SET EXERCISE => Please copy the stretch of the listing from the line containing "out the white" through the line containing "[(111, 223)]", changing every "single dot" to "single point" and keeping everything else the same. Leave the pictures out of your copy.

--- BEGIN EXCERPTED DATA ---

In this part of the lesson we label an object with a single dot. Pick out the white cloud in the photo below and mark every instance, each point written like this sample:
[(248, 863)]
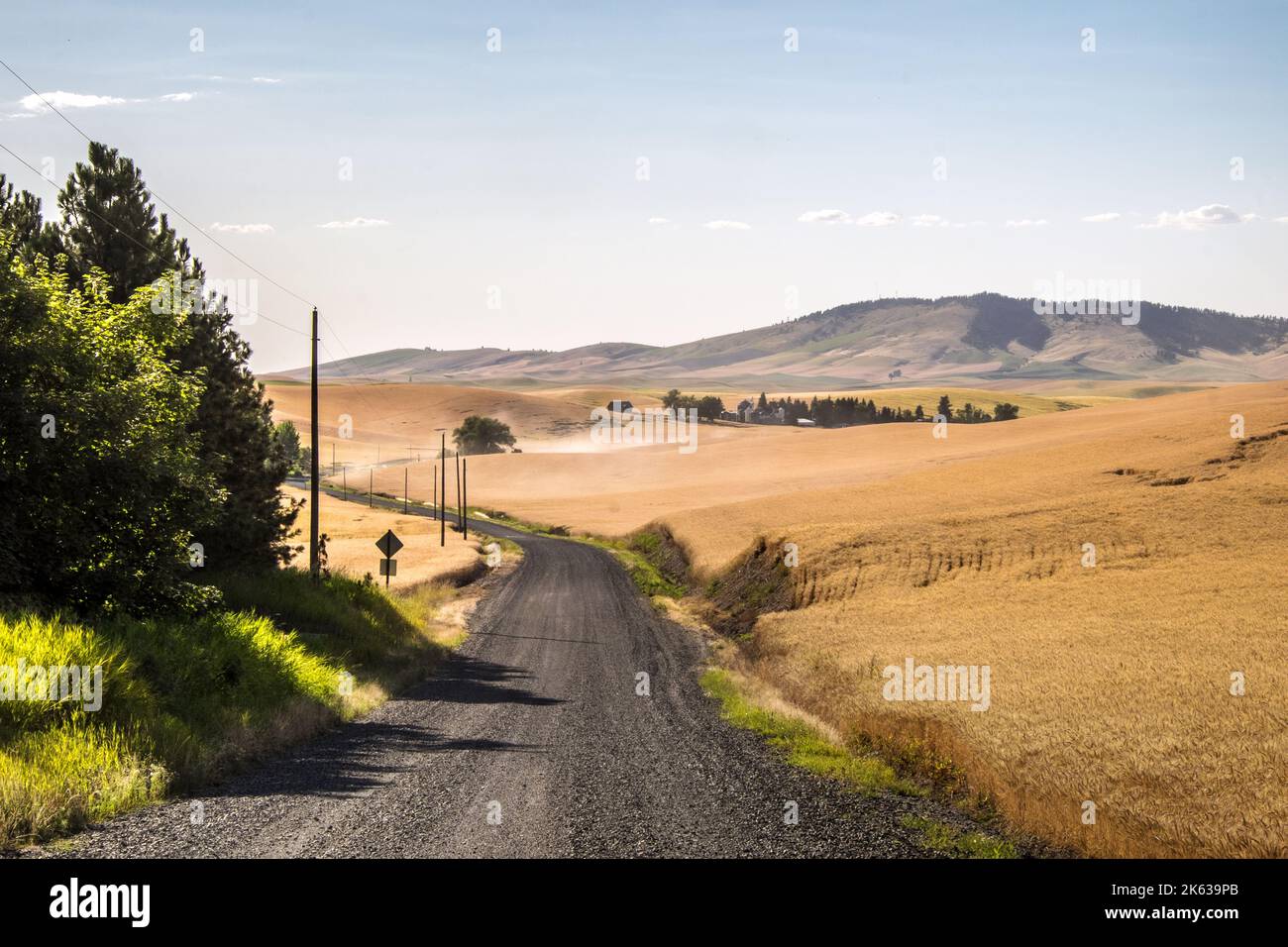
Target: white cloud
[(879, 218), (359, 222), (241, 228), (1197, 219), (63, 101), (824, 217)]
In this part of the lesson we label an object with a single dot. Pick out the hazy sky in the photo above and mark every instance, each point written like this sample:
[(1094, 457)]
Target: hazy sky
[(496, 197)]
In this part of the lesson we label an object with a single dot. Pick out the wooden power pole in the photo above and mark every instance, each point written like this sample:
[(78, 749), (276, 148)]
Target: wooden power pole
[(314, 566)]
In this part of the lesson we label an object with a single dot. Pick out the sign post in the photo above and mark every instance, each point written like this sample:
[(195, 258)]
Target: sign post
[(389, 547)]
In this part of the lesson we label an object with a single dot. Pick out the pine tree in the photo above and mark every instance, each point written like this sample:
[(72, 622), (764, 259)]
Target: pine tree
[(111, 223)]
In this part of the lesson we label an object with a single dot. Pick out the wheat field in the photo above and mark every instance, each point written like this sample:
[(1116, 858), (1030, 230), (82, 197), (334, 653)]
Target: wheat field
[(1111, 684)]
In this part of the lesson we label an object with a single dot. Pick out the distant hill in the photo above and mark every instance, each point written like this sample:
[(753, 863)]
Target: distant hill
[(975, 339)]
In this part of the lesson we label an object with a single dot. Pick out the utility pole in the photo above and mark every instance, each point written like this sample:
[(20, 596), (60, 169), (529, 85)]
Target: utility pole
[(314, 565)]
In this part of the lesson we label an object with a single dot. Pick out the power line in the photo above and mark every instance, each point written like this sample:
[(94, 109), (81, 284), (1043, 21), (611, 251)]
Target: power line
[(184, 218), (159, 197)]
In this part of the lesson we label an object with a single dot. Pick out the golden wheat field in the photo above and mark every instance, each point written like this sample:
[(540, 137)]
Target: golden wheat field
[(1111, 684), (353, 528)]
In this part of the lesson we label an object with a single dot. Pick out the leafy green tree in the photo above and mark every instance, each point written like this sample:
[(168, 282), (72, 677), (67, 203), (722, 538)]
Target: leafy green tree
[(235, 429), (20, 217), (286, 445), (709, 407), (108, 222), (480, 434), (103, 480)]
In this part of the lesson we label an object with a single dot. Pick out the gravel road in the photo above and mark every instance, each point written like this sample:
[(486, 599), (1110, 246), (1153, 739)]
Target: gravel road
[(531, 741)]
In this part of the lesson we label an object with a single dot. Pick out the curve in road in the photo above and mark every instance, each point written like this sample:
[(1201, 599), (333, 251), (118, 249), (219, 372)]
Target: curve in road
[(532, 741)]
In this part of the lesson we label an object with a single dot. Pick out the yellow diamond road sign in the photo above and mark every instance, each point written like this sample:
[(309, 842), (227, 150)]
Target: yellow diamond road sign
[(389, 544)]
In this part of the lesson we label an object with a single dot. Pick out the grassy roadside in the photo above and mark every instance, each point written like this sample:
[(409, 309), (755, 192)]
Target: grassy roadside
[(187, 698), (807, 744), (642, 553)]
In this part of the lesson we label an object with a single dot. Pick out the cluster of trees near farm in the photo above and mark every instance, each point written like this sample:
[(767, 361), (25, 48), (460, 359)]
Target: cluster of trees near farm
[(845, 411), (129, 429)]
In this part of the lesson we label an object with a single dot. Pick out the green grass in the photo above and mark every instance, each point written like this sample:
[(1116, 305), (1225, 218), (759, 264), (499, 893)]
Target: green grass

--- END EXCERPTED DATA ---
--- BEGIN EXCERPTED DATA ---

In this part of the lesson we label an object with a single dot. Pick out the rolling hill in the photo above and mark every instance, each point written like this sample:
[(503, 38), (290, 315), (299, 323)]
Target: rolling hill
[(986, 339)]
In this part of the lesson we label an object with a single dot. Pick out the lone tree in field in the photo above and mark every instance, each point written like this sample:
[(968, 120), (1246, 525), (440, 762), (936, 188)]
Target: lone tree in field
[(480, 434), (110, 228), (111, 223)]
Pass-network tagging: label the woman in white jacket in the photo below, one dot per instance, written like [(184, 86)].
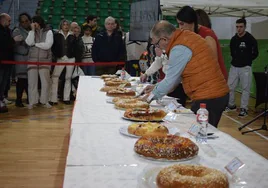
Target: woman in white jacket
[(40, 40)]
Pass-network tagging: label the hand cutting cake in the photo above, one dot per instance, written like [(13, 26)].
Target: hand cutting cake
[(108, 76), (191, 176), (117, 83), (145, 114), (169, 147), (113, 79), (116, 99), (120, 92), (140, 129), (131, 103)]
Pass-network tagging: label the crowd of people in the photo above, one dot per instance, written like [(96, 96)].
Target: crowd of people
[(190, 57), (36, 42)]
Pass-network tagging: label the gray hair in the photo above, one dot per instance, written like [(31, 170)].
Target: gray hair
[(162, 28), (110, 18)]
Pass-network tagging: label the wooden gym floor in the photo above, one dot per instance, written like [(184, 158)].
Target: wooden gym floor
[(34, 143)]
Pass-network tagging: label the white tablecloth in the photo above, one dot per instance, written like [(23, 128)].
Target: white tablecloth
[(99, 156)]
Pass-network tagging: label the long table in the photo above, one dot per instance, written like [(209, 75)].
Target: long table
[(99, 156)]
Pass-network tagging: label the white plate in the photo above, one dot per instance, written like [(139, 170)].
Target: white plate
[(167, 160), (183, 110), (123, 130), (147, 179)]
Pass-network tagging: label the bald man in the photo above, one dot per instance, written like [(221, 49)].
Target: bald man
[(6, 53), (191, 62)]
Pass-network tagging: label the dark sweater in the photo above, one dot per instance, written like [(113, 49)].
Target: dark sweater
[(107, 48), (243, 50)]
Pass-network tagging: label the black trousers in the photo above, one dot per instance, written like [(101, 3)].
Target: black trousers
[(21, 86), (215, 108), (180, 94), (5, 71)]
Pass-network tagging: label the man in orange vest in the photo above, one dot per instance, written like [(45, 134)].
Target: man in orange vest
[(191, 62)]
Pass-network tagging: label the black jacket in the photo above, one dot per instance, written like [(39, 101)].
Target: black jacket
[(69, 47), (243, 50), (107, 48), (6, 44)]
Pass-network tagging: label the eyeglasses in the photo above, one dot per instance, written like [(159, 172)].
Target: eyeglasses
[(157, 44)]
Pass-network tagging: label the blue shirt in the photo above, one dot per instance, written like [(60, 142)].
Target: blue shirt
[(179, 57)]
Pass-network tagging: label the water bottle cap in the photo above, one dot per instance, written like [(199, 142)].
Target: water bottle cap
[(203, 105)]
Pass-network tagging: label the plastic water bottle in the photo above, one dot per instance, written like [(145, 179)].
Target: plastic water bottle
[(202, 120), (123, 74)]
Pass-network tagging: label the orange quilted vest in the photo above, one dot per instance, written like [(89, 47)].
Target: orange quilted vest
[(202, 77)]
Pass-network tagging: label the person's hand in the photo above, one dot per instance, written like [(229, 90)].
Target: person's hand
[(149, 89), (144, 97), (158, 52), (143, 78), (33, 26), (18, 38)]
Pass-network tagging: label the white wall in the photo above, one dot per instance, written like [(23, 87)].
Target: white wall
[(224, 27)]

--- END EXCERPTED DATA ---
--- BEGIN EXCERPTED DATA ---

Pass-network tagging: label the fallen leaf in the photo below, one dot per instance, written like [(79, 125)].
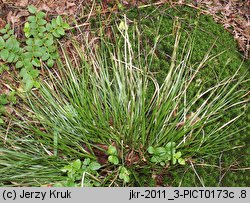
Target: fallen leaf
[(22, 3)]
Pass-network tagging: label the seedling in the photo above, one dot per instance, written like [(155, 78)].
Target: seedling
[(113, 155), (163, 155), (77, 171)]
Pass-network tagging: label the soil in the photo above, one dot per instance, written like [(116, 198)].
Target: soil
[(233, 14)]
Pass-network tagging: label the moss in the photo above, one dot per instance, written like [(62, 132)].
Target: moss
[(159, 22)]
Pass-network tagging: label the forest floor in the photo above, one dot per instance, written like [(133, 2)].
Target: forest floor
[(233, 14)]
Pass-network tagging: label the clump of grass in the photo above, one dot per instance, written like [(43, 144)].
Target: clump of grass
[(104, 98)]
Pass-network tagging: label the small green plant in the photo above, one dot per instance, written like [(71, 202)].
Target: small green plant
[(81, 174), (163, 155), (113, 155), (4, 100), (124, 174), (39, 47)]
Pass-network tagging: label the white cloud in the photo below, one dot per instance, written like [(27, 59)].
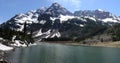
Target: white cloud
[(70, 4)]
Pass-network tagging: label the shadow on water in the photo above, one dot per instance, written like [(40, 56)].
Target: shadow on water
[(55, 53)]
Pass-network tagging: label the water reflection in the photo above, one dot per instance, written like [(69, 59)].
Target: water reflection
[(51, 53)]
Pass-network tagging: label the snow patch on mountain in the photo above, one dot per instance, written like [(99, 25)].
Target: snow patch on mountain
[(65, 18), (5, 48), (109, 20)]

--- END EXCERPTED DATA ---

CORRECT ANSWER =>
In this part of the lesson we label an object with a single point. Pick out the white cloud in the photo below and mark every instance, each point written like this sample:
[(248, 863)]
Target: white cloud
[(879, 218), (359, 222), (241, 228), (1197, 219), (63, 101), (824, 217)]
In this part of the lesson we label an object with a single point. Pick out the hazy sky in the photo above and mark every instance, each point written like this sample:
[(1094, 457)]
Target: hazy sky
[(496, 197)]
In this part of the lesson we label an object with a single point. Pick out the wooden power pole in the photo above and mark every instance, each point written like this sample:
[(78, 749), (276, 148)]
Target: wooden power pole
[(314, 566)]
In this part of the lesson we label an object with a single point. Pick out the sign post in the photo above and mark every instance, each point written like this sample:
[(195, 258)]
Target: sign post
[(389, 547)]
In this part of the lesson we label an object with a single point. Pick out the pine tree in the photo above and mark every instance, each point written like this sample:
[(72, 622), (764, 259)]
Target: pine tree
[(111, 223)]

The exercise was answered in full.